> USING THE INFORMATION
**1)** For each statement below, say yes or no to whether it agrees with the article on Mongolia's role in North Korea talks, and quote the words of the article that decide it.
(a) The six-party talks on denuclearization were last held in China in 2009.
(b) Enkhsaikhan ruled out a future U.S.-North Korea summit in Ulaanbaatar.
(c) After the collapse of the Soviet Union, Mongolia declared itself a nuclear-weapon-free zone.
**2)** Reproduce the article on Mongolia's role in North Korea talks from "Enkhsaikhan, who said" to "invite North Koreans.".
**3)** Answer these questions from the article on Mongolia's role in North Korea talks.
(a) What Mongolian NGO does Enkhsaikhan chair?
(b) In what year were the informal Track 2 dialogues launched?
(c) In which city did talks collapse in February?

> PASSAGE PROVIDED
WASHINGTON, D.C., Sept. 19 (UPI) — Mongolia has been quietly playing a mediating role in the area of North Korea talks, hosting representatives from Pyongyang when they seek informal talks with counterparts from Japan and South Korea.
The Mongolian foray into hosting North Korea-related bilateral talks has made progress since the launch of informal Track 2 dialogues in 2015, said Amb. Dr. Jargalsaikhan Enkhsaikhan on Thursday at a closed-door roundtable hosted by the Global Peace Foundation in Washington.
Enkhsaikhan, now retired, is the chairman of Mongolian NGO Blue Banner. The group, together with the Global Partnership for the Prevention of Armed Conflict, a regional network, has been organizing the talks known as the Ulaanbaatar Process to help grease the wheels of dialogue even during times of tensions on the Korean Peninsula.
Mongolia may be in a unique position to host North Korea-related meetings at a time when the long-abandoned six-party talks on denuclearization, last held in China in 2009, have become a distant memory. Under Kim Jong Un, Pyongyang has instead favored one-on-one, high-stakes summits with world leaders.
Dramatic summitry is no substitute for substantive working-level talks, however.
Enkhsaikhan, who said his views are his own, didn’t rule out a future U.S.-North Korea summit in Ulaanbaatar. He also told UPI Washington and Pyongyang will need to lay the groundwork ahead of the summit. Talks collapsed in Hanoi in February because not much was discussed at the expert or ministerial level; all the nuances came from the top.
“Now they’re talking about working-group meetings,” Enkhsaikhan said. “That’s very good. Hopefully they will meet soon.”
Mongolian cooperation on sensitive issues has helped countries like Japan to build low-level dialogue on the issue of abducted Japanese citizens. At the meeting on Wednesday, a Japanese academic from a university in Kyoto said Mongolia’s mediating role for countries that “lack trust” has enabled Japan to provide financial support to Mongolia so that it could use the funds to invite North Koreans.
The issue of North Korea’s nuclear weapons has dogged past U.S. presidents. Mongolia is a traditional partner for North Korea, and their relationship dates back to the Cold War, when the two countries were part of the Soviet bloc.
“We have not changed our attitude toward North Korea,” the former diplomat said. “We don’t forget friends.”
Friendship does not mean Mongolia is not concerned about North Korea’s weapons of mass destruction — a program that has been on Ulaanbaatar’s radar since the ’90s.
“First it was a ‘nuclear program,’ now they say it is a ‘nuclear weapons program’,” Enkhsaikhan said.
Following the collapse of the Soviet Union, Mongolia and North Korea took divergent paths. Pyongyang maintained isolation and may have secretly started a uranium program in the ’90s, while Mongolia pursued democratization and declared itself a nuclear-weapon-free zone.

> DATA SHOWN
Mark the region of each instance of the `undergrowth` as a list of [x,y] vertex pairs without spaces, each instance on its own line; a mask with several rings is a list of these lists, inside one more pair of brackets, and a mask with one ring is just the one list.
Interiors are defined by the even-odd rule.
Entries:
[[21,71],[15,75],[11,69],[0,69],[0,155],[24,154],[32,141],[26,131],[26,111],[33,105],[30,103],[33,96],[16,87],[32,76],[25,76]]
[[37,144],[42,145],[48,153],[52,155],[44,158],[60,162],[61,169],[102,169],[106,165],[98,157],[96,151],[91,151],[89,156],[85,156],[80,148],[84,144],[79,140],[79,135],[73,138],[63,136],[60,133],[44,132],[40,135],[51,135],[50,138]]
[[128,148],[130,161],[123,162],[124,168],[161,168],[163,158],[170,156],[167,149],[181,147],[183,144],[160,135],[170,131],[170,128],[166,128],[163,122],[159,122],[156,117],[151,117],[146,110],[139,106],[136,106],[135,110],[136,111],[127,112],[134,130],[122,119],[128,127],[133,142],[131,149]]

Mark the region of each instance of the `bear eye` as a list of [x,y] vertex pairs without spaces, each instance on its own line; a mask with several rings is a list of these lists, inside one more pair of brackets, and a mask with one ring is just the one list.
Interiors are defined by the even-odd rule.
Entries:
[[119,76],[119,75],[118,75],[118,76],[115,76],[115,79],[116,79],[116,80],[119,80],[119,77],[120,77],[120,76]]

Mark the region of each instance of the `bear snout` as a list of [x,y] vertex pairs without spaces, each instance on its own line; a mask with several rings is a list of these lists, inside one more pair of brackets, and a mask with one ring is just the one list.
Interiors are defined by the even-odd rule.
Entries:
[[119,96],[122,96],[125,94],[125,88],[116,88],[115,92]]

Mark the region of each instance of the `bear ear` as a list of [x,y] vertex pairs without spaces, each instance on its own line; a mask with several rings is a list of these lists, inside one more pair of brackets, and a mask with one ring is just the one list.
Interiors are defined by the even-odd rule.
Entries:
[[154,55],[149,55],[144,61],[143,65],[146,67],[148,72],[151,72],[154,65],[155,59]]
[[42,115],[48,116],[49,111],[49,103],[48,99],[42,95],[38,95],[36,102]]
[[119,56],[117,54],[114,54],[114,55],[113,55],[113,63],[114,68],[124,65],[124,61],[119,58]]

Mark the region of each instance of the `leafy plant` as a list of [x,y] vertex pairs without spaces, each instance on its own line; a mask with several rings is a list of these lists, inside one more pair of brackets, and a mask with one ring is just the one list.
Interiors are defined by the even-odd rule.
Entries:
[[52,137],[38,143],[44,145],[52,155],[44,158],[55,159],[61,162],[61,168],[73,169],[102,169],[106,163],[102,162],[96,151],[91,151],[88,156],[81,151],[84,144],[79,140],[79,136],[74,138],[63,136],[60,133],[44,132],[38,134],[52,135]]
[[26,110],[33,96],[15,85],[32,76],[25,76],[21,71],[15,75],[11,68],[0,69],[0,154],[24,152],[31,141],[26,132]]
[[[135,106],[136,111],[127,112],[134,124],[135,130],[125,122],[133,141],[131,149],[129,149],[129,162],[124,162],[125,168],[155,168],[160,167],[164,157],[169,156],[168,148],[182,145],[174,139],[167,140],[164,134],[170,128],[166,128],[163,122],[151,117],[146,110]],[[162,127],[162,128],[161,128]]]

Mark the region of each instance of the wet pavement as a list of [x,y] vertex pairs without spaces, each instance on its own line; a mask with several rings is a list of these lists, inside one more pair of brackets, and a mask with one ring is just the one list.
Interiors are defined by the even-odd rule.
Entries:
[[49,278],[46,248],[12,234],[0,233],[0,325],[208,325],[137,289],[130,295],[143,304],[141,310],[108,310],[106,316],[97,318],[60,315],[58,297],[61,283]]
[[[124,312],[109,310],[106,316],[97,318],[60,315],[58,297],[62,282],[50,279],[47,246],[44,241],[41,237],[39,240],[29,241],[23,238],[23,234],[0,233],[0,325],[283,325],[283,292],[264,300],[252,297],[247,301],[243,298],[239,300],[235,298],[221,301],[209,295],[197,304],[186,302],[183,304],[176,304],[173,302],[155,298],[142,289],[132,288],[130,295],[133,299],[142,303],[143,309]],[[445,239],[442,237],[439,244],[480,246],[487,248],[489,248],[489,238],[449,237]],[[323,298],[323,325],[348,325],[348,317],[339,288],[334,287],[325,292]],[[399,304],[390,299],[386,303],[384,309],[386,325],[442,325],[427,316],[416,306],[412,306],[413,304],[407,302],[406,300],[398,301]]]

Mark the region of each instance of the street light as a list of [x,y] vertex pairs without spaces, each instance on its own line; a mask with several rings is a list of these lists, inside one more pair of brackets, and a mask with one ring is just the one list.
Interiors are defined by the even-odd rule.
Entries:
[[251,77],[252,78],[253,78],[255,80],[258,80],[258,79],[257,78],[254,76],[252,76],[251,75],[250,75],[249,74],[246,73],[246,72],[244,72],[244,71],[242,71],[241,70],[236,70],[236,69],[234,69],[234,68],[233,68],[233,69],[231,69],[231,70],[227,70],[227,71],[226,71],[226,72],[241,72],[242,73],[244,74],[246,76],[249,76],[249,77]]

> PER-TASK ANSWERS
**1)**
(a) Yes: "last held in China in 2009"
(b) No: "didn’t rule out a future U.S.-North Korea summit in Ulaanbaatar"
(c) Yes: "Mongolia pursued democratization and declared itself a nuclear-weapon-free zone"

**2)**
Enkhsaikhan, who said his views are his own, didn’t rule out a future U.S.-North Korea summit in Ulaanbaatar. He also told UPI Washington and Pyongyang will need to lay the groundwork ahead of the summit. Talks collapsed in Hanoi in February because not much was discussed at the expert or ministerial level; all the nuances came from the top.
“Now they’re talking about working-group meetings,” Enkhsaikhan said. “That’s very good. Hopefully they will meet soon.”
Mongolian cooperation on sensitive issues has helped countries like Japan to build low-level dialogue on the issue of abducted Japanese citizens. At the meeting on Wednesday, a Japanese academic from a university in Kyoto said Mongolia’s mediating role for countries that “lack trust” has enabled Japan to provide financial support to Mongolia so that it could use the funds to invite North Koreans.

**3)**
(a) Blue Banner
(b) 2015
(c) Hanoi